## Your assignment
From the listing below, count the lines where the string "hand" occurs. Give the number, with no other words.

◆ ◆ ◆ ◆ ◆ ◆ ◆

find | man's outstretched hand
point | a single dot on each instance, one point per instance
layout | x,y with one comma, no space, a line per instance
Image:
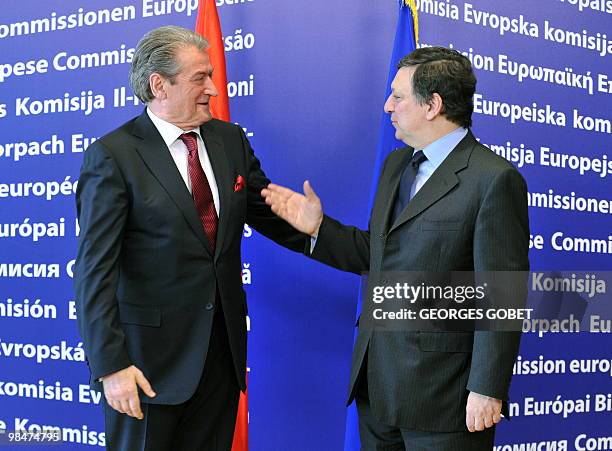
121,390
302,211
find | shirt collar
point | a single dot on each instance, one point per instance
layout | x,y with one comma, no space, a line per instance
437,151
169,132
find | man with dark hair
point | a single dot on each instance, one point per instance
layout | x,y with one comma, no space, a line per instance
443,203
162,202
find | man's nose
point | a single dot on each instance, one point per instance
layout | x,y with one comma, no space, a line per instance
211,88
388,105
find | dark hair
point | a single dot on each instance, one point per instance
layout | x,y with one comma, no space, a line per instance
448,73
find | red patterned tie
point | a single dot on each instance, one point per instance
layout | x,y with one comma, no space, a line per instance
200,189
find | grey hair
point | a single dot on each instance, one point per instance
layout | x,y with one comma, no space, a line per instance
156,53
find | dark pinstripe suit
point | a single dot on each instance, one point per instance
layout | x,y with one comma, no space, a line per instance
471,215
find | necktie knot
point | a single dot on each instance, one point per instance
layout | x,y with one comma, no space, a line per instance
191,141
418,158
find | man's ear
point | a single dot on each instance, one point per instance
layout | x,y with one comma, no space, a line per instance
158,86
435,106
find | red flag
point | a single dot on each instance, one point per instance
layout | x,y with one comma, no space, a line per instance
208,26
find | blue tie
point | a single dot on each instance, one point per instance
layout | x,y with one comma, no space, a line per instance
408,176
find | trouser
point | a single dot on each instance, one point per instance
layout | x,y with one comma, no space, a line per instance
205,422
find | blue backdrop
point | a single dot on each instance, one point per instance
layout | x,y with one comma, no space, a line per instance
307,82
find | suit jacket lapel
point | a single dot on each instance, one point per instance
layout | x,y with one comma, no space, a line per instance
388,191
441,181
157,158
223,177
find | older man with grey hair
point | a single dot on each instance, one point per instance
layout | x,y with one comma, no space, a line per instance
162,202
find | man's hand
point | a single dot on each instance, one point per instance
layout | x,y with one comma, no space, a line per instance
482,412
304,212
121,390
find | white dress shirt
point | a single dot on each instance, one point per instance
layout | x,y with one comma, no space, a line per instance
170,134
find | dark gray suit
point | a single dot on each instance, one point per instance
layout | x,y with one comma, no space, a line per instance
471,215
148,284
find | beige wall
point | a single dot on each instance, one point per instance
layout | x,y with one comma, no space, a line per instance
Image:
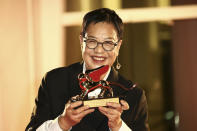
30,45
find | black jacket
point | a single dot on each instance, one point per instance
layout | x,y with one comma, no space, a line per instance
60,84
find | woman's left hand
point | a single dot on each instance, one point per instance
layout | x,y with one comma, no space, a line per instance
113,113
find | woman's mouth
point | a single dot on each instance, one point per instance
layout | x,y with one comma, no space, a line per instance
98,59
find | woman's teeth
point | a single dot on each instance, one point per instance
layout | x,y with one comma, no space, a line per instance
98,58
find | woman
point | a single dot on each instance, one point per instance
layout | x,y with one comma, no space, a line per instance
100,41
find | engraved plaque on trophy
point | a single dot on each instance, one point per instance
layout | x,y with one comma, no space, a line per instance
89,82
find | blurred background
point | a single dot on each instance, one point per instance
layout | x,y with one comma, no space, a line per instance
158,52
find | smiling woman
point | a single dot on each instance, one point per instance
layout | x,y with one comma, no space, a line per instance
98,56
102,27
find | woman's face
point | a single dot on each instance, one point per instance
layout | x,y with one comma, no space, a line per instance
97,57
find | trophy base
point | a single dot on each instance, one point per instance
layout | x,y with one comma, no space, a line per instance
100,101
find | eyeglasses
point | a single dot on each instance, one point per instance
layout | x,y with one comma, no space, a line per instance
107,45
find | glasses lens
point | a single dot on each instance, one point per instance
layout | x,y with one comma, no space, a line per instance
108,45
91,43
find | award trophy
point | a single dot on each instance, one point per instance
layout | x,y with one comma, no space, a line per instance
89,82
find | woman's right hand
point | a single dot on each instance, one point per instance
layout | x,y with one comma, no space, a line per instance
73,115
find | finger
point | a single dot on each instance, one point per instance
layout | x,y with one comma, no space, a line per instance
108,111
84,113
114,105
75,104
80,109
125,105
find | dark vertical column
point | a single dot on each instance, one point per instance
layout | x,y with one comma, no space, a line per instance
185,73
185,69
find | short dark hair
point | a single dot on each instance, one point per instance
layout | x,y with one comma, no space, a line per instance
103,15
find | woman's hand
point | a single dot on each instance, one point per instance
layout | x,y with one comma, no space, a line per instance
73,116
113,113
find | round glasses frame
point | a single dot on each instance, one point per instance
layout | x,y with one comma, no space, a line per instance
102,43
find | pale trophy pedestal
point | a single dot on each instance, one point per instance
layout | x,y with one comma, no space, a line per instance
100,101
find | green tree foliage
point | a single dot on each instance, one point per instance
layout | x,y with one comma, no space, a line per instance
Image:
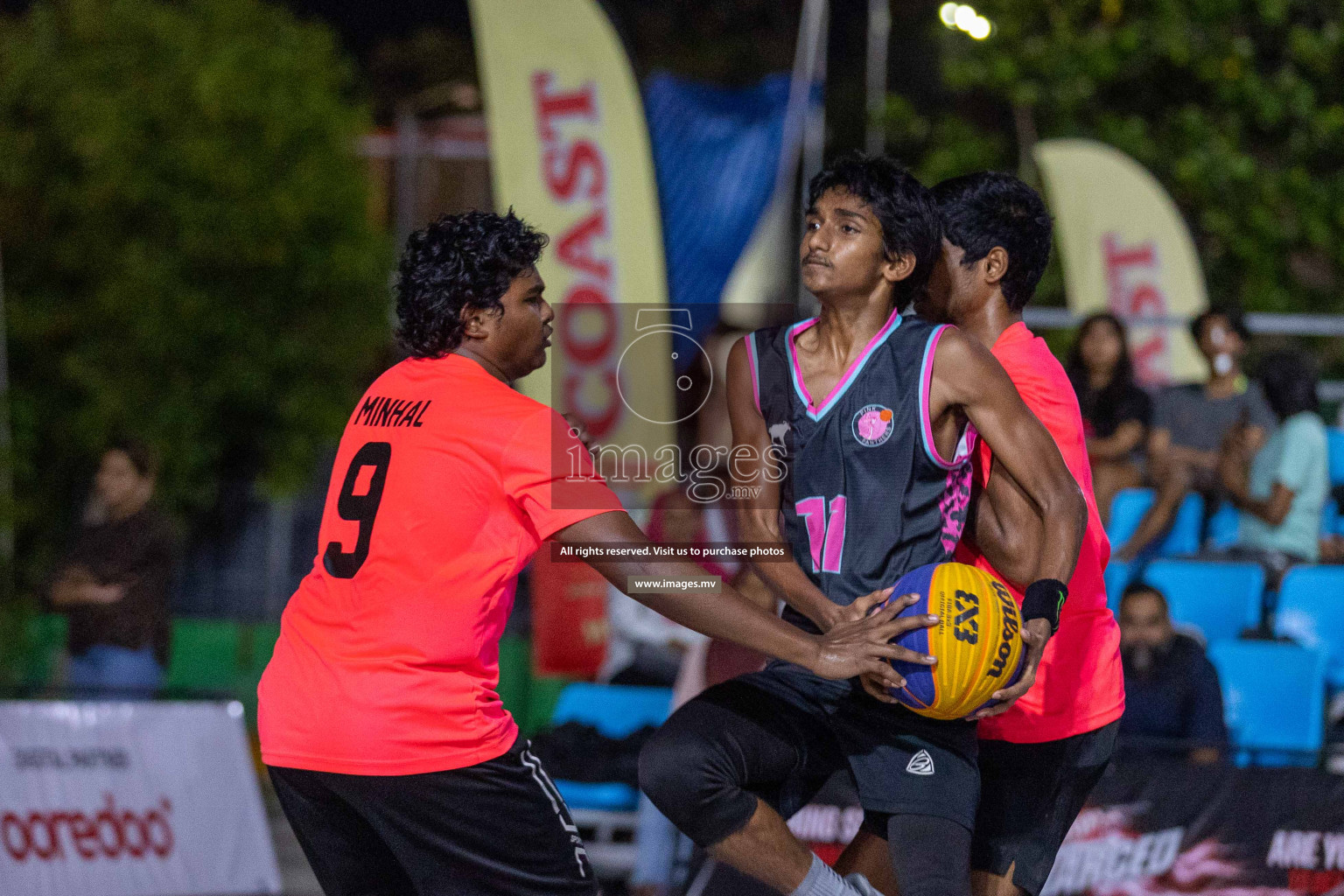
187,248
1236,107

◆ ◆ ◆ ◆ ◆ ◆ ◆

## Solution for this task
5